[Start of Attachment]

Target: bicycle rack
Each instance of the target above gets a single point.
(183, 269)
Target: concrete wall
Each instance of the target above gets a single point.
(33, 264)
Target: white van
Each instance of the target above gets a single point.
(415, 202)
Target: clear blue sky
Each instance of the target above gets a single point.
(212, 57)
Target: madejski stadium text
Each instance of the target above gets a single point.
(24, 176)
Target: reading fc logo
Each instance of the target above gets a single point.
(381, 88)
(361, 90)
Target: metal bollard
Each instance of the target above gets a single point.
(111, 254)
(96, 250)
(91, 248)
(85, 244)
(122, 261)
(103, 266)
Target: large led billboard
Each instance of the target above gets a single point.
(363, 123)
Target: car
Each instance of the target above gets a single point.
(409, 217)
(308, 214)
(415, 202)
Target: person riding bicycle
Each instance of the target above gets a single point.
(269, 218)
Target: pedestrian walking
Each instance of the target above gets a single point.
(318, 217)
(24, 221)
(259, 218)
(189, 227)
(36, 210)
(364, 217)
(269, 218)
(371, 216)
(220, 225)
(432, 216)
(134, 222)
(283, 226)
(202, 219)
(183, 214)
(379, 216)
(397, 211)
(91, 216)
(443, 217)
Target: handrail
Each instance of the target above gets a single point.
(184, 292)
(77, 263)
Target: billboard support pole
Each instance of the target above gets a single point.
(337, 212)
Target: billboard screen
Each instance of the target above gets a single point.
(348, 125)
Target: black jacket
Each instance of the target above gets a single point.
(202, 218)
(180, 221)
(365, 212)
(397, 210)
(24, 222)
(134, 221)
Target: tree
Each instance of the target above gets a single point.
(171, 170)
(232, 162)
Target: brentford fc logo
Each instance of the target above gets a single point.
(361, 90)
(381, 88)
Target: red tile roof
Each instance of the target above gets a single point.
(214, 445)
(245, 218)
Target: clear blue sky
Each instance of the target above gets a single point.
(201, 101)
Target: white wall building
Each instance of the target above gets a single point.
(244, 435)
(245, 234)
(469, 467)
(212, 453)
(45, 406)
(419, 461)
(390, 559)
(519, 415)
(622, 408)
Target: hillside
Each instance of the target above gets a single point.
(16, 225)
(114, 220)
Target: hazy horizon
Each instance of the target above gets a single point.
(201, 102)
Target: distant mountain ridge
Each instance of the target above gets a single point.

[End of Attachment]

Provide only the count of lines within the entries above that include the string "white".

2